Part 2 of 2
ILWACO - A recently completed Washington Department of Fish and Wildlife report, "Adding it Up," shows the economic stimulus provided in Washington by recreation associated with fish and wildlife, including nearly $1 billion in 2001 spent by people who enjoy watching birds and other creatures.
The U.S. Fish & Wildlife Service reports that 2.5 million wildlife viewers in the state of Washington spent $980 million in 2001 on various sporting goods ranging from binoculars and bird feeders to guide books and rubber boots. The state of Washington, in its report, arrived at a similar estimate.
The popularity of wildlife viewing comes as no surprise to the growing number of entrepreneurs responding to the increasing eco-tourism by creating birdwatching, seafood, wildlife and fishing festivals in their local communities. Festival organizers point out that the festivals boost tourism and quite often become an overall part economic fabric of a community. The Bald Eagle Festival in Skagit County draws people from all over Puget Sound as well as people from other countries. Our own International Kite Festival is a prime example of utilizing a predominate force of nature, wind, for economic stability.
Will Koenings, WDFW director, said "One of the most important jobs in the years ahead will to work even more closely with civic leaders, business groups and citizens to find ways to increase fishing, hunting and wildlife-viewing opportunities."
But few question the continued importance to the economy of the full array of fish and wildlife recreation activities. For example, outdoor shows bring venders together with hunters and fishers. Besides venders catering to shopping needs of hunters and fishers, the shows typically include seminars by professional fishermen, kid's activities, demonstrations by local bird hunting clubs, outdoor photography contests and much more. In 2001, vendors spent $500 to more than $5,000 on booth space to reach the shows' attendees. Many venders attend four or five of the eight shows held through the state. Gear manufacturers typically fare best at the shows, while some hunting camps, charter boats and rafting guides book a good portion of their season while renewing past acquaintances.

**Requirements**
Reproduce, word for word, the stretch of the wildlife recreation spending article from "The popularity of" through "for economic stability.". The records that come after this play no part in it.

**Record list**
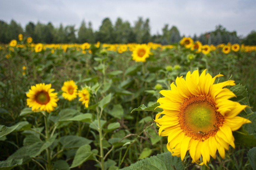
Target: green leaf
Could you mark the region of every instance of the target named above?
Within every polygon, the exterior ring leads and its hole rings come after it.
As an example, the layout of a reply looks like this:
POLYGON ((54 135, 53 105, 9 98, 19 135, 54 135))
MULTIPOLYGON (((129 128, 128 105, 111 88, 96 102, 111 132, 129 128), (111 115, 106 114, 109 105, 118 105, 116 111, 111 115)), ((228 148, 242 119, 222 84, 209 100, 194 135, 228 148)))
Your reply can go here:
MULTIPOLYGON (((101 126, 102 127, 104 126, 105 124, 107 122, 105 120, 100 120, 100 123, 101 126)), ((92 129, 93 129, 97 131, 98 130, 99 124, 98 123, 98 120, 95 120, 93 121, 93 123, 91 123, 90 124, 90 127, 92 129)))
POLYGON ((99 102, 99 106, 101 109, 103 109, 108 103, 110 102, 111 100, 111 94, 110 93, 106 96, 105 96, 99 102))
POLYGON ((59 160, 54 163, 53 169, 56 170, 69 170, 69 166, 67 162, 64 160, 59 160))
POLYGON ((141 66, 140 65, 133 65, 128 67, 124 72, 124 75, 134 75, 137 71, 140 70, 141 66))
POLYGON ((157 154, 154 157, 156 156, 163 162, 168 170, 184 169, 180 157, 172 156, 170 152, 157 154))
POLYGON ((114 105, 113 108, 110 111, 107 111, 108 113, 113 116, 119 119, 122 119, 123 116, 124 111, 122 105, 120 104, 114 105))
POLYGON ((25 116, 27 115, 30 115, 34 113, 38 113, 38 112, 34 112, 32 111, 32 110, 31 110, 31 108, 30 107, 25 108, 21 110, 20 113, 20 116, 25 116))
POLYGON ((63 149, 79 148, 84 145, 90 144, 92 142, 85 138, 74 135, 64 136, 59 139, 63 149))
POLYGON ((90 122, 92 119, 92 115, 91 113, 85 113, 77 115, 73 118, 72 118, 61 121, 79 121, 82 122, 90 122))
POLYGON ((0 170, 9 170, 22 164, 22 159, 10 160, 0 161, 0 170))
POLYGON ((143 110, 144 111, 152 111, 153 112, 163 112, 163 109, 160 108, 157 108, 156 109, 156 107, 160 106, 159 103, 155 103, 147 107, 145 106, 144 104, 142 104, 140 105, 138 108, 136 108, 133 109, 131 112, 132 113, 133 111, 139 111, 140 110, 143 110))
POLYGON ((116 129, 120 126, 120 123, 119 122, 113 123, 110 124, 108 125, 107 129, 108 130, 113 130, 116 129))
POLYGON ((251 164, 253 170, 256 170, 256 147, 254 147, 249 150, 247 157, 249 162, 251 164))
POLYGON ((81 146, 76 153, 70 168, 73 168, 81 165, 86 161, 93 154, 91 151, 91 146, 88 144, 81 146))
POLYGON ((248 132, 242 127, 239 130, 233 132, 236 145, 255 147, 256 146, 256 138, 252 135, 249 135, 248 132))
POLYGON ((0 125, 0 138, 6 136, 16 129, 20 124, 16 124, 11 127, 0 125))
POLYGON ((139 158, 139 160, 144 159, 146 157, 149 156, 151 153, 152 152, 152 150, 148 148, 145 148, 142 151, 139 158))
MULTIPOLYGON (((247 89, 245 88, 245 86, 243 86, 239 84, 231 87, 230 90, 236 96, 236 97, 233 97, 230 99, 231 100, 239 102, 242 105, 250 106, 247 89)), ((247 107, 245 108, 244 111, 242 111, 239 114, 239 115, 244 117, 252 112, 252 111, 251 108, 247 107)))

**Reply**
The popularity of wildlife viewing comes as no surprise to the growing number of entrepreneurs responding to the increasing eco-tourism by creating birdwatching, seafood, wildlife and fishing festivals in their local communities. Festival organizers point out that the festivals boost tourism and quite often become an overall part economic fabric of a community. The Bald Eagle Festival in Skagit County draws people from all over Puget Sound as well as people from other countries. Our own International Kite Festival is a prime example of utilizing a predominate force of nature, wind, for economic stability.